Kutipan dokumen:

::::

Rabu, 12 September 2012

Sejumput asa di balik derita

“Kamu masih belum mengerti yang Bapak maksudkan?” tanya pria separuh baya yang menjadi dosen pembimbingku itu dengan nada mulai kesal. Selama beberapa perkuliahan, aku telah mengenal pribadi dari sosok tersebut, berjiwa fair, tidak gampang marah, dan selalu bersikap positif. Tetapi, melihat kedunguanku, kesabarannya menipis.
“Jika setelah bimbingan hari ini, kamu masih belum juga mengerti, aku akan mengundurkan diri menjadi dosen pembimbing buatmu. Mungkin aku yang tidak berhasil membimbingmu sehingga sampai hari ini, kamu belum juga tahu harus menuliskan apa? Harus membahas apa? Harus membuat skripsimu ini menjadi seperti apa? Kamu harus ingat target yang telah kamu buat. Kalau bagi saya, tidak masalah mau sampai kapanpun kamu di universitas ini. tapi fikirkan orangtuamu. Orangtua yang membiayaimu.” ucapnya menutup bimbingan hari itu.

::::

Data yang diberikan:
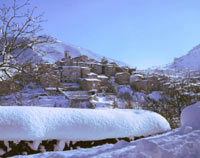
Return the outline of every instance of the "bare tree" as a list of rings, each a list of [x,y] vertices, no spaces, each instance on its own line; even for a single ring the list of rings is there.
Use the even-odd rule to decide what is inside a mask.
[[[43,13],[35,15],[36,7],[30,8],[30,0],[13,0],[11,6],[0,6],[0,81],[12,80],[19,73],[30,73],[27,67],[33,66],[34,55],[26,61],[19,59],[29,56],[30,51],[42,52],[45,44],[54,43],[49,35],[39,35],[42,31],[41,24]]]
[[[24,11],[25,10],[25,11]],[[40,52],[42,45],[54,42],[48,35],[39,35],[42,31],[43,14],[35,15],[36,7],[30,9],[29,0],[18,4],[13,0],[12,6],[0,6],[0,77],[12,78],[13,72],[24,71],[24,64],[34,58],[19,63],[23,53],[28,50]],[[5,77],[5,78],[4,78]]]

::::

Kerjakan ini: Dalam kutipan dokumen, apa yang akan dilakukan dosen pembimbing jika setelah bimbingan hari itu tokoh "aku" masih belum juga mengerti?

Jawaban benar: Dosen itu akan mengundurkan diri sebagai dosen pembimbing bagi tokoh "aku".